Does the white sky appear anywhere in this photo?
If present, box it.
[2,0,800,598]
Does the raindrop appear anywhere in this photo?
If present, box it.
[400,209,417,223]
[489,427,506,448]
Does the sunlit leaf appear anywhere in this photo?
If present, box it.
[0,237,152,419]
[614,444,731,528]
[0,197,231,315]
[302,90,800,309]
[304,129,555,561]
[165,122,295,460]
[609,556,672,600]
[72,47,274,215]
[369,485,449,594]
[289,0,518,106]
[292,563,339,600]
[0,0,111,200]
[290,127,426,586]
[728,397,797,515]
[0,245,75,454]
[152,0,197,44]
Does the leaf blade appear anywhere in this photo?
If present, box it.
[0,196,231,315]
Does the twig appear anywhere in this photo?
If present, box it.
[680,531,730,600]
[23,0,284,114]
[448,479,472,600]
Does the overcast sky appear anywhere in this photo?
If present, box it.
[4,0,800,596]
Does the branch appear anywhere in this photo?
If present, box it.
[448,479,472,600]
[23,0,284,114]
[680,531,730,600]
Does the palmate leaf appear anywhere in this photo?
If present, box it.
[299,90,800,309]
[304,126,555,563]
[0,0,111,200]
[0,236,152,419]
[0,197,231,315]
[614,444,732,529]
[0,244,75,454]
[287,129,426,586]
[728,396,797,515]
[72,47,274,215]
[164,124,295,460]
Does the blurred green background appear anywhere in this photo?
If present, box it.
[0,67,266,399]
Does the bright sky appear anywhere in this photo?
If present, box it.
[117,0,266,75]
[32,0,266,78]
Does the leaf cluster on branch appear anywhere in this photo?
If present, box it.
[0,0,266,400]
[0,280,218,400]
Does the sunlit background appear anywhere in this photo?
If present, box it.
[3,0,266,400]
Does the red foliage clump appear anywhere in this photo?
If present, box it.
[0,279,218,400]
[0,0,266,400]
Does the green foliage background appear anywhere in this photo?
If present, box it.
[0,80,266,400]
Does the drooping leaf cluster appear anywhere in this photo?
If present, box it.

^^^^^^^^^^^^^^^^

◆ EXERCISE: Rewrite the records from the line containing "Does the red" through the end of the records, keeping every line, and shift each bounding box coordinate up by 6.

◆ WORKED SOLUTION:
Does the red foliage clump appear anywhere in this photo?
If present, box it.
[6,285,224,406]
[6,6,272,406]
Does the green foliage background appear anywhere in this photo?
If present, box it.
[6,86,272,406]
Does the drooping leaf cluster appear anywhere in this photo?
If present, box it.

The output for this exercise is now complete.